> [TASK DIRECTIONS] Place the data below, from the line with "Question. Indicate one point on each instance of the crowd" up to and including the line with "[(191, 79), (155, 80)]", into a JSON list of strings, one string per line. Leave out any blank lines.

┌────────

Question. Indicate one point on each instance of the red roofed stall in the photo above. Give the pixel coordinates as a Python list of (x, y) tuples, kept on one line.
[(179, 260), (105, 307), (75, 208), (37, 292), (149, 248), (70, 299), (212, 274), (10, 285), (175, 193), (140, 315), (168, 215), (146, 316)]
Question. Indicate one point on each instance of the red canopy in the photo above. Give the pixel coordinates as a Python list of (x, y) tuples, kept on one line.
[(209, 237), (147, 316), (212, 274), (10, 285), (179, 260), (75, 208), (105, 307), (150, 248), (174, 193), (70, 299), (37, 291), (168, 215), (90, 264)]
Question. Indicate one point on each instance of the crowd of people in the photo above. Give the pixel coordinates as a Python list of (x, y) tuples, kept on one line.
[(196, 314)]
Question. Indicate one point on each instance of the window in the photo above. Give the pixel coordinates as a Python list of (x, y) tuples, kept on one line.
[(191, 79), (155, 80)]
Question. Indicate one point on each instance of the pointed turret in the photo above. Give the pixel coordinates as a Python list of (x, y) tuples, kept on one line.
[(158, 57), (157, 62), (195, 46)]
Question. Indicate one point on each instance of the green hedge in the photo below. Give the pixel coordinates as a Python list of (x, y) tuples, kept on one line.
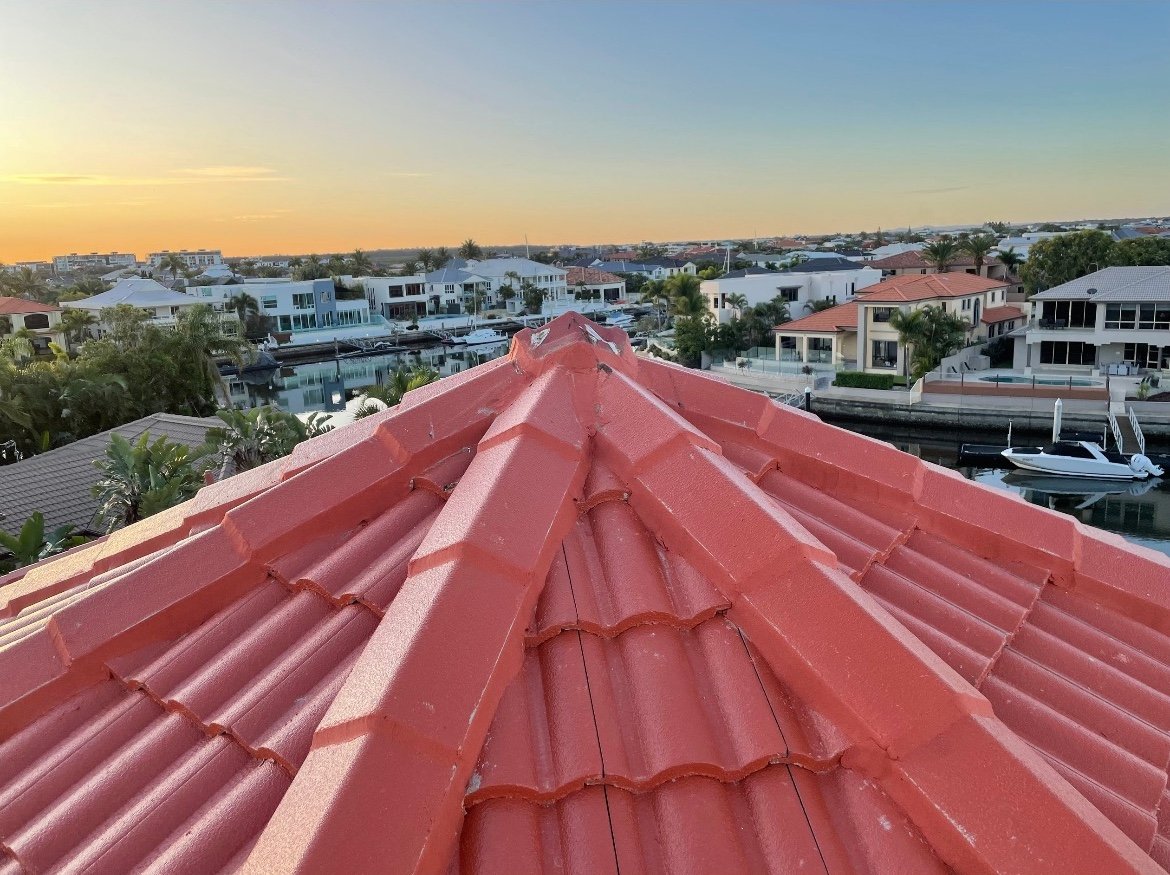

└────────

> [TASK ANSWER]
[
  "Question. Indicate one point on each instance of the crowd of people in the photo above. Give the pixel coordinates as a Python list of (x, y) tuples, kept on one line.",
  "[(196, 314)]",
  "Question. Indicate one point on each instance of the window in the photo above. Give the pixel coordinates as a Python list of (x, y) tuples, kept on one line.",
  "[(191, 79), (155, 80)]"
]